[DIRECTION]
Return the full passage about Talbot House, word for word.

[TEXT EXTRACT]
====
Enter the Rev Philip Clayton – a meek-looking bespectacled army chaplain who cleverly saw that the shattered men might be seeking a more nourishing and homely alternative. Renting a large house along a side street, the Rev “Tubby” furnished it with carpets, curtains, comfy armchairs and flowers in vases and named it after Neville Talbot, a young lieutenant killed in the trenches.
And the “Every Man’s Club” painted on the sign over the door meant exactly what it said. As well as the succour on offer inside the front door, it was the only place on the entire front where men and officers could meet socially. No wonder half a million men were only too happy to pass through the doors from 1914-18 to experience its eccentric welcome.
One hundred years on, Talbot House still going strong. As it celebrates its centenary [December 11 2015], its slightly shabby Edwardian charms remain frozen in time. Entering by a side door, I’m greeted by a life-size model of the Rev Tubby himself, blinking at me through Bunterish wire glasses. “Here I am,” he writes in a note dated December 1915, “A chaplain to the Forces. I am a comic kind of creature in officer’s kit. My job here is of the kind I more or less understand, i.e., being friendly to all comers, without any of the regimental business to bother me.” Just as was the custom in 1915, the “wardens” Derek and Ira offer me a cup of tea – the “house brew” – as I cross the threshold.
====
[RECORDS]

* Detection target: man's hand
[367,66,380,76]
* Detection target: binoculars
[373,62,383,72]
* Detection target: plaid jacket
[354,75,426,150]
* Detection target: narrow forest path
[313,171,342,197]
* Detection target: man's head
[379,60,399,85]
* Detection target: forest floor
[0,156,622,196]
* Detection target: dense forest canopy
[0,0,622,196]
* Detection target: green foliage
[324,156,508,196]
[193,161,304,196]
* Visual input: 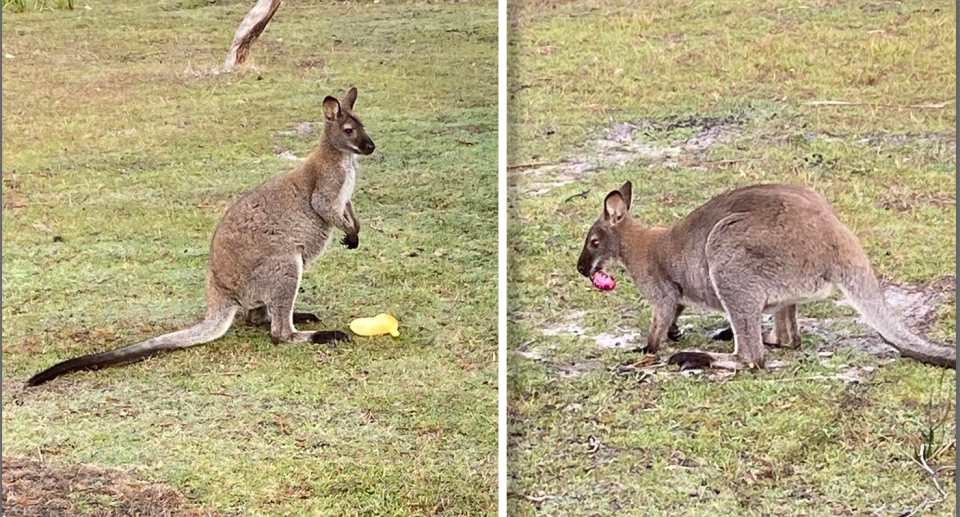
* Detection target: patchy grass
[509,1,956,516]
[3,1,497,515]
====
[FINISHED ANSWER]
Enter the Rev Philip Clayton – a meek-looking bespectacled army chaplain who cleverly saw that the shattered men might be seeking a more nourishing and homely alternative. Renting a large house along a side street, the Rev “Tubby” furnished it with carpets, curtains, comfy armchairs and flowers in vases and named it after Neville Talbot, a young lieutenant killed in the trenches.
And the “Every Man’s Club” painted on the sign over the door meant exactly what it said. As well as the succour on offer inside the front door, it was the only place on the entire front where men and officers could meet socially. No wonder half a million men were only too happy to pass through the doors from 1914-18 to experience its eccentric welcome.
One hundred years on, Talbot House still going strong. As it celebrates its centenary [December 11 2015], its slightly shabby Edwardian charms remain frozen in time. Entering by a side door, I’m greeted by a life-size model of the Rev Tubby himself, blinking at me through Bunterish wire glasses. “Here I am,” he writes in a note dated December 1915, “A chaplain to the Forces. I am a comic kind of creature in officer’s kit. My job here is of the kind I more or less understand, i.e., being friendly to all comers, without any of the regimental business to bother me.” Just as was the custom in 1915, the “wardens” Derek and Ira offer me a cup of tea – the “house brew” – as I cross the threshold.